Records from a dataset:
Start of Block
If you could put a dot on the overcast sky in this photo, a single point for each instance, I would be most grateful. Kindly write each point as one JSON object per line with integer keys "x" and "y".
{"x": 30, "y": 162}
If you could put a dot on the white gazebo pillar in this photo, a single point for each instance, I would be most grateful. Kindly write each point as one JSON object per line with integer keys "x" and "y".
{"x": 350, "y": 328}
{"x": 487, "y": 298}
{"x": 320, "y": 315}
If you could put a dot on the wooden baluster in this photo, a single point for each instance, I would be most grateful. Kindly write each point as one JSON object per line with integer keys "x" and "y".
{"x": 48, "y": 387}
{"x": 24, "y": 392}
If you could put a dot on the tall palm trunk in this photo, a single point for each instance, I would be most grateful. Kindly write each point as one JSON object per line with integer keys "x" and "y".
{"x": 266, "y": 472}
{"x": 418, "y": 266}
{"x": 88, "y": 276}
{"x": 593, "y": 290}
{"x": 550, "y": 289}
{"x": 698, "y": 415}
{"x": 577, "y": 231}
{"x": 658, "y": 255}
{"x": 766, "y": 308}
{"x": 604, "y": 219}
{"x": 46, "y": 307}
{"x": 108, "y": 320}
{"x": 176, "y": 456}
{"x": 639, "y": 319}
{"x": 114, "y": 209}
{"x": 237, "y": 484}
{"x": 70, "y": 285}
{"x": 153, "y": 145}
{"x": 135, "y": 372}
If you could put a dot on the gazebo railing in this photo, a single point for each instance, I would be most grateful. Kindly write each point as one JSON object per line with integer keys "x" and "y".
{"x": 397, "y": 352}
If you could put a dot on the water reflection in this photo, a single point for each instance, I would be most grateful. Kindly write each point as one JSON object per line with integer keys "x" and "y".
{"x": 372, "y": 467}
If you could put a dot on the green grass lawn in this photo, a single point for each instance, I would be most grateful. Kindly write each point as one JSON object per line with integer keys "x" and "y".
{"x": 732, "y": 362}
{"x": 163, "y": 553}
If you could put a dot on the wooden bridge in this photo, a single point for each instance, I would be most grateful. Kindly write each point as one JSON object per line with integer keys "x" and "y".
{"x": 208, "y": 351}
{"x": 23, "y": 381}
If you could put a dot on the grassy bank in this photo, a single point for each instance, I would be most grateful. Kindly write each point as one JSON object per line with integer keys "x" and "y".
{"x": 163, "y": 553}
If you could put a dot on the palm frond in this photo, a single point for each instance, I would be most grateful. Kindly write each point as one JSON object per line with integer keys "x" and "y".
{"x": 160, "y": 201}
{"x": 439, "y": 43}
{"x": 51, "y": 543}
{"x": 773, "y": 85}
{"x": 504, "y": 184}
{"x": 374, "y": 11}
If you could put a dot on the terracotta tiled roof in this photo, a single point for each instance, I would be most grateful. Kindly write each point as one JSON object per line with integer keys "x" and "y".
End of Block
▶ EXERCISE INSTRUCTIONS: An exact restatement of the lines from the one with "If you could put a dot on the grassy" through the last line of the data is the only acceptable answer.

▶ OUTPUT OF THE TASK:
If you could put a dot on the grassy bank in this photo, a single point for each instance, I would be most grateful. Kindly write each point as one JSON object per line with integer keys "x" and "y".
{"x": 163, "y": 553}
If you could put a dot on the palm frond in this photo, a single point for each instance, I would be most grateful. Kindly write each point as one JSON object per line with integer keys "x" and "y".
{"x": 160, "y": 201}
{"x": 439, "y": 43}
{"x": 51, "y": 543}
{"x": 773, "y": 85}
{"x": 504, "y": 184}
{"x": 374, "y": 11}
If you could put a dot on the terracotta tiled roof in this photo, a single point for each instance, I would be most grateful. Kindly write each point as one JSON object per line with integer keys "x" and "y".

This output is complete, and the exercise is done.